----- Supplied text

Lh. Atoll Education Centre (LHAEC; ޅ. އަތޮޅު ތަޢުލީމީ މަރުކަޒު) is the main school of Lhaviyani (Faadhippolhu) Atoll. It is an autonomous school funded by the government of Maldives.

History
Its foundation was laid on 4 June 1981, Thursday (1 Shaubaan 1400) by Lh. Atoll Chief Mr. Abdula jamil. It was officially opened by the Hon. Minister of Health Mr. Ismail Rashed on 10 March 1984, Saturday (7 Jumaadhul Aakhiraa 1404).

School houses

Extracurricular activities

Second Lhaviyani Scout Group
Second Lhaviyani Scout Group is the longest running co-curricular activity in Lh. Atoll Education Centre, the only school located in Hinnavaru. It was registered on 29 June 1987 as 31st Male' with 36 Cub Scouts, 40 Scouts, one Cub Leader and two Scout Leaders.

----------

Request A: According to the school article, who officially opened Lh. Atoll Education Centre?
Request B: Using the school article, list each group of members, with its number, that the Second Lhaviyani Scout Group had when it was registered.
The rows that follow this school article have no connection to it.

----- Excerpted records

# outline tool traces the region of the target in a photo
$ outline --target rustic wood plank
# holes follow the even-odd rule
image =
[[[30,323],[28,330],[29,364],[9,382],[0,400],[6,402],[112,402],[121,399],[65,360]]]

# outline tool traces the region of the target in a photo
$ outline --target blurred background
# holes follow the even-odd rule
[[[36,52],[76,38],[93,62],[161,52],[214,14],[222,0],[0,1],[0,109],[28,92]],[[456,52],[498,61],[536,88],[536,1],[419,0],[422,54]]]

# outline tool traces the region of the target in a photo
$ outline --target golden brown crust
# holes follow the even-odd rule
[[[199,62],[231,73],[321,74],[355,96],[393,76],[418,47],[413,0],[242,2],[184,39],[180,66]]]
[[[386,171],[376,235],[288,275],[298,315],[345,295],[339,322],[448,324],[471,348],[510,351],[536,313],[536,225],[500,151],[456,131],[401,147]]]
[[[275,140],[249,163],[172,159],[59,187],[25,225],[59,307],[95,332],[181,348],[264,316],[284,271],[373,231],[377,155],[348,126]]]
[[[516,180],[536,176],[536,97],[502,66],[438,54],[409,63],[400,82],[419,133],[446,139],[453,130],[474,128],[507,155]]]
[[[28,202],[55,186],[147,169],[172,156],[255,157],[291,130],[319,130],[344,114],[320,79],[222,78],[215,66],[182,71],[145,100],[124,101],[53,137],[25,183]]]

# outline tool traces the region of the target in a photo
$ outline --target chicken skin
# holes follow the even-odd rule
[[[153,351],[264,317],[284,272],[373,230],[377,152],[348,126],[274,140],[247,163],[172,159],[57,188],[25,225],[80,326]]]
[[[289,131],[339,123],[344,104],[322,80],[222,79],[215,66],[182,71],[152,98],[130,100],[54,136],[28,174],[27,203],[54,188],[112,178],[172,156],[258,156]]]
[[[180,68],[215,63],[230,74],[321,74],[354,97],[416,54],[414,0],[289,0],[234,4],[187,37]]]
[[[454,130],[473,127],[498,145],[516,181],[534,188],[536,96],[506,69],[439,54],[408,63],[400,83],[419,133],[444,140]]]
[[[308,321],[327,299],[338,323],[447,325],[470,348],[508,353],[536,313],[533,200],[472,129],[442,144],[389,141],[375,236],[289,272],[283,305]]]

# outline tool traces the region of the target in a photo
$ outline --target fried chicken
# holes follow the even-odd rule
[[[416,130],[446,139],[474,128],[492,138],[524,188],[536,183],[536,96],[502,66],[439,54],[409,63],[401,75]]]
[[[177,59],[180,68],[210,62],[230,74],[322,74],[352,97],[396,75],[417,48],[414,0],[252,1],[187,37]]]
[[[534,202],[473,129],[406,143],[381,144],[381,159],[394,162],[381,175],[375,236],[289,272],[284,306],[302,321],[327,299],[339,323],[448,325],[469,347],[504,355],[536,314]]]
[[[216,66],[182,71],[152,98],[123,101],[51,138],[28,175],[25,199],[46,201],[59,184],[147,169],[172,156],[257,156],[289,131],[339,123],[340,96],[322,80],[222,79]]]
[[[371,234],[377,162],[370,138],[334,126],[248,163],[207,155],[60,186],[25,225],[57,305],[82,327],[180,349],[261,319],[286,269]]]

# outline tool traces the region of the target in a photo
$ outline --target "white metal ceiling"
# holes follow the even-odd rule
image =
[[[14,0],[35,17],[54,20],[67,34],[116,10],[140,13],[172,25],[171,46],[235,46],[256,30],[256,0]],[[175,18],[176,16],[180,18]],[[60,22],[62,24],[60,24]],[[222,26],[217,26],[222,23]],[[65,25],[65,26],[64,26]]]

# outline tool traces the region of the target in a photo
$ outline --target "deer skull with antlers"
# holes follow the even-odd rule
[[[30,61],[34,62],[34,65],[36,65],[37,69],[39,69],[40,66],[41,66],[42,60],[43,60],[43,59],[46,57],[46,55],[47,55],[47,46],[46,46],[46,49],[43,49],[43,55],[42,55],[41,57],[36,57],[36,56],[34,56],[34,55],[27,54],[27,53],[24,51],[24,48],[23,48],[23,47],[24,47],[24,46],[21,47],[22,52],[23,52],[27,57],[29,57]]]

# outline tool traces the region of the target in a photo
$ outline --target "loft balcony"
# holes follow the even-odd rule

----------

Exercise result A: The Hon. Minister of Health, Mr. Ismail Rashed, opened it on 10 March 1984.

Exercise result B: 36 Cub Scouts; 40 Scouts; one Cub Leader; two Scout Leaders